Requirement ->
Return all of the records exactly.

Study material ->
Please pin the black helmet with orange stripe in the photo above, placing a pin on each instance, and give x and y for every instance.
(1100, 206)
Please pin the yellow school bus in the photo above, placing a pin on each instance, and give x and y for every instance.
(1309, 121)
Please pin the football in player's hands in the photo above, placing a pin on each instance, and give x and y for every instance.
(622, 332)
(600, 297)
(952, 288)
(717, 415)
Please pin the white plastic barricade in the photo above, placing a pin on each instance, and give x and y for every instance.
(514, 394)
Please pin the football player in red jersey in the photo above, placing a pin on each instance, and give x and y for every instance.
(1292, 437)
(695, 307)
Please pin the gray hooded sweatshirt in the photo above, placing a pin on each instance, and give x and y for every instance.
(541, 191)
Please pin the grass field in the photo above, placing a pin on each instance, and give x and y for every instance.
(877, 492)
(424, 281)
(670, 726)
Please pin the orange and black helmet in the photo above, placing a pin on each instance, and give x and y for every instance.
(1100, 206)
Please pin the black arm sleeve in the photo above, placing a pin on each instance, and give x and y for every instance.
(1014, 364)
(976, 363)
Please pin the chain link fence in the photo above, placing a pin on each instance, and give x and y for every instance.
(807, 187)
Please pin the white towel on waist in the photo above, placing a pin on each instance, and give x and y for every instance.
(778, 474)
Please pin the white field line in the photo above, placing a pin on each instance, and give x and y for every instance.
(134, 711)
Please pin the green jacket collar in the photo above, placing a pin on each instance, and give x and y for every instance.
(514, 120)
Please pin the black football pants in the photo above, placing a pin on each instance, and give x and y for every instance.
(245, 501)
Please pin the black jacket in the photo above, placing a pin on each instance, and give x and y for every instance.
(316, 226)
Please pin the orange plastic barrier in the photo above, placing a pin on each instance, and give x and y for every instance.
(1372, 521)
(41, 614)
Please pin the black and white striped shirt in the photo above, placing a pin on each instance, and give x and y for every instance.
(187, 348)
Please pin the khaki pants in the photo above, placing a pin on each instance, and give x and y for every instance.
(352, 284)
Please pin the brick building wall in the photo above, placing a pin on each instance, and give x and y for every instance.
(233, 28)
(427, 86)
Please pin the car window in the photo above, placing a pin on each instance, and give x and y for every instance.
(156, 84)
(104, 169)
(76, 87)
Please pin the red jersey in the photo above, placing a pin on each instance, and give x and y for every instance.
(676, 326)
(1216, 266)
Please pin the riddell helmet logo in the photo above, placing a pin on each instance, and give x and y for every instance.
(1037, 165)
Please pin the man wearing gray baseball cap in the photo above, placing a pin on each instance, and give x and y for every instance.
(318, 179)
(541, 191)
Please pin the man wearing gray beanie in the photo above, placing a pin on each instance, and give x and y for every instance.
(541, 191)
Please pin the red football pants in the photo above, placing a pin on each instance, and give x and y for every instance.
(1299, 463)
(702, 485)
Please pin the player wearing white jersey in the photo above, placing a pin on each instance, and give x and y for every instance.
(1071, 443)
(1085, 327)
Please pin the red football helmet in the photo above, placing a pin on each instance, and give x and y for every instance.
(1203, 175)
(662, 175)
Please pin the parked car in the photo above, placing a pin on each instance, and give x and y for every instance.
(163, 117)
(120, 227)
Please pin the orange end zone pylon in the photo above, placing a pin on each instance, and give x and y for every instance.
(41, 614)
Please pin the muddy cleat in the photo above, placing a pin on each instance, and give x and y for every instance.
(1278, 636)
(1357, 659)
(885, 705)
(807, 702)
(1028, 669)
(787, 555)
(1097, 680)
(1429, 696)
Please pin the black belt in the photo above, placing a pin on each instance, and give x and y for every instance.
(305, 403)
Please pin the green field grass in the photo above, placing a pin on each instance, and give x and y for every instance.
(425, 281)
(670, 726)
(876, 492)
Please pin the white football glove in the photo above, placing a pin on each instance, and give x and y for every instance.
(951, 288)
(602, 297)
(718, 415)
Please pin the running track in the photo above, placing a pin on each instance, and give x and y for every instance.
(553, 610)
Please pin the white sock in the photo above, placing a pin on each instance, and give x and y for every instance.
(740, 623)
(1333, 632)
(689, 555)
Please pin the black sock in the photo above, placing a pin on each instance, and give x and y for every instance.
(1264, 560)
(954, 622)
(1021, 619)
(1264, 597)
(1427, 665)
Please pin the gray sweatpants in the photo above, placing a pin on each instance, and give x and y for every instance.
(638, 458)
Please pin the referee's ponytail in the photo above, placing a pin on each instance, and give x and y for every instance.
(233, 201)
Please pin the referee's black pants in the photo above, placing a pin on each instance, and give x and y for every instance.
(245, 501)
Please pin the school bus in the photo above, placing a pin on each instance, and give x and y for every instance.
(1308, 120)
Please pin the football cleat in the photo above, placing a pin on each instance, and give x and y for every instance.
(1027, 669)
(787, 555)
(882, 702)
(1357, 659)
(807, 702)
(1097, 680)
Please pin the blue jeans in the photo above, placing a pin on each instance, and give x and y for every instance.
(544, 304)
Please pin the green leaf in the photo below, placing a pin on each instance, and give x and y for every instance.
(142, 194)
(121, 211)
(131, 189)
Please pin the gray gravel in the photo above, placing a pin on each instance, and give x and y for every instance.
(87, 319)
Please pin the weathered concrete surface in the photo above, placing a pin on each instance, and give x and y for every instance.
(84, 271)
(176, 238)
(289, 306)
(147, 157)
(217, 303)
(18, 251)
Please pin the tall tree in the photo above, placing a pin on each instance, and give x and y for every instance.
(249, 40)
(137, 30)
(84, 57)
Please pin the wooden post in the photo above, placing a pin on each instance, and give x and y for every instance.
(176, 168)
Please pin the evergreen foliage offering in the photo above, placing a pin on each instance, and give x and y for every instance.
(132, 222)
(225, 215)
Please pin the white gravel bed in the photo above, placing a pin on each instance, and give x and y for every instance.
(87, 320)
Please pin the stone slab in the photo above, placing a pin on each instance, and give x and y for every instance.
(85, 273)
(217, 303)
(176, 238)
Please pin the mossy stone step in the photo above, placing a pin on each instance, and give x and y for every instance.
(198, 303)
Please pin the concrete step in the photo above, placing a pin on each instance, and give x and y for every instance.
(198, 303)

Solution to this exercise ->
Please pin the black helmet with orange stripe in the photo above, placing a pin on each instance, and give x and y for every instance.
(1100, 206)
Please pin the yellow school bus in the photo above, placing a pin on each instance, and give x and y for every instance.
(1309, 121)
Please pin the football in player's hands in the photo above, placing a pin on each instance, and give x and y for every instance.
(622, 332)
(600, 297)
(952, 288)
(717, 415)
Please pin the white plastic barricade in the photo above, placing a pin on each instance, and give x and y for every instance.
(514, 394)
Please pin the football player in red jersey in the photo above, placing a pin on each instance, and give x and y for every instance.
(1292, 437)
(695, 307)
Please pin the gray hooded sweatshirt in the photo above, placing a pin on each instance, and give x and y for every instance.
(541, 191)
Please pin the grass field in the photo above, placing a pin on each instance, and give x and y for every instance.
(877, 492)
(424, 281)
(670, 726)
Please pin the orange and black helmet in the photo above, placing a pin on each instance, and give x and y for every instance.
(1100, 206)
Please pin the black arm sleeve in the photo above, placing a pin on each instance, and give x and y for every instance.
(1014, 364)
(976, 363)
Please pin the chain link fence in the photo above, placing a pin on each instance, and give x and y for every instance.
(807, 187)
Please pin the white towel on waist in the photo above, placing a pin on each instance, and give x and y for every instance.
(778, 474)
Please pin the white field line in the photo above, placing a pin on each instance, and give x and y for every instance.
(134, 711)
Please pin the green jacket collar in the photo above, placing a pin on each instance, and give x and y for every instance.
(514, 120)
Please pin the black football pants in the photo above, placing a pin on each instance, and give x and y for every instance.
(245, 501)
Please pin the black jacket in the photo above, placing a pin on each instance, and give x and y for every instance.
(316, 226)
Please pin the orange plastic barrier in the photo above, placing a pin on each instance, and give x and y for every instance.
(1372, 521)
(41, 614)
Please pin the black and white striped shirt in the photo above, placing a pin on each instance, and give x and y for every instance.
(187, 348)
Please pin the khaki pants in the photo above, placing a pin on each instance, and give x and y for every instance.
(352, 284)
Please pin the brick building wall in the photo above, placing a pin on each instance, and give x and y for every instance.
(233, 28)
(427, 86)
Please pin the car window in the photo above, placing a pin on each instance, and give x and y for every instance.
(156, 84)
(104, 169)
(76, 87)
Please pin the red jersey in the photo above, placing a pin on each instance, and give x and y for every instance.
(676, 326)
(1216, 266)
Please pin the riddell helmet logo in the photo above, placing a pin on each instance, and give x and y for every instance.
(1037, 165)
Please pin the man wearing gray baseball cap in the photo above, placing a pin on each instance, and give x and y for every instance.
(318, 179)
(541, 191)
Please pin the man wearing gray beanie in the photo above, placing a pin on each instance, and give x and y for every instance.
(541, 191)
Please pin the red football pants in the photo above, placing a pin on each instance, and give x and y for every instance.
(1299, 463)
(702, 485)
Please pin the player wearing white jersey in the photo above, placing a pin on each instance, and give x and y for every instance.
(1071, 443)
(1085, 327)
Please pin the red football helmet in the photo above, placing a pin on each instance, and give x and y for every instance.
(1203, 175)
(662, 175)
Please pin the parked car in the photo above, placing a pin on each instance, and give x and y for every instance.
(163, 117)
(120, 227)
Please pin the orange end zone pylon in the photo above, placing a pin on each instance, and give x and y for every instance.
(41, 614)
Please pin the muddy cleat in the photo above, placing a pin on each instance, and give x and y for every instance.
(1278, 636)
(1357, 659)
(885, 705)
(807, 702)
(1028, 669)
(787, 555)
(1097, 680)
(1429, 696)
Please pin the black belt in the photo above, placing a pin on each instance, and give x and y for every instance.
(305, 403)
Please pin the green field grass in the photo above, placing a pin on each instance, and give x and y for every instance.
(425, 281)
(670, 726)
(876, 492)
Please pin the white football glove in the photo above, placing a pin on each instance, and give x and y for every instance.
(951, 288)
(602, 297)
(718, 415)
Please pin the running track in the photo above, placing a pin on each instance, and give x and y for every instance.
(553, 610)
Please pin the white sock in the photo above, placing a pin on each instance, and give x and y for every instance.
(740, 623)
(1333, 632)
(689, 555)
Please pin the black sock in the photo above, placing a pin on each instance, and give x and y for every instance.
(1264, 560)
(954, 622)
(1021, 619)
(1264, 597)
(1427, 665)
Please pin the gray sweatpants in the photo above, placing a pin on each instance, and give x and y for every instance.
(638, 458)
Please pin the referee's ponytail in the photo above, placing a pin on each instance, and give x and y for every instance.
(233, 201)
Please pin the referee's black pants in the photo above, placing a pin on each instance, and give x and y for every instance.
(245, 501)
Please pin the school bus in the photo above, placing a pin on each instance, and give x and y for every instance.
(1308, 120)
Please pin the football cleat in the photo above, placing a pin on each instance, and give x and y for every instance.
(1027, 669)
(787, 555)
(882, 702)
(1357, 659)
(807, 702)
(1097, 680)
Please pin the blue jeans in the photo above, placing a pin on each instance, and give x and y for every instance.
(544, 304)
Please pin the green leaf in the photo below, placing a pin on each instance, and give x and y for every instance.
(142, 194)
(121, 211)
(131, 189)
Please pin the gray gravel in the photo above, placing a pin on each instance, and give x and y for every instance.
(87, 319)
Please pin the weathered concrete surface in the photo above, placing a pin on each instance, and give x and y for every instance.
(84, 271)
(176, 238)
(289, 306)
(147, 157)
(217, 303)
(18, 251)
Please pin the tall tree in the photo above, placing a pin on each instance, and give x and y for every instance.
(249, 40)
(137, 30)
(84, 57)
Please pin the wooden post in the photo above, placing a pin on each instance, and give x and y for every instance.
(176, 168)
Please pin the evergreen foliage offering in the photo above, placing a pin on each instance, and give x and y for every instance.
(132, 222)
(225, 215)
Please pin the white gravel bed in the photo above, placing a pin on each instance, and give x and y for every instance.
(87, 320)
Please pin the stone slab in the photo above, placing a pin on each instance, and give x and y for every instance.
(85, 273)
(217, 303)
(176, 238)
Please pin the mossy stone step in the photo above, placing a pin on each instance, and give x and y for every instance.
(198, 303)
Please pin the concrete step in the photo above, placing a pin on each instance, and give x and y for every instance.
(198, 303)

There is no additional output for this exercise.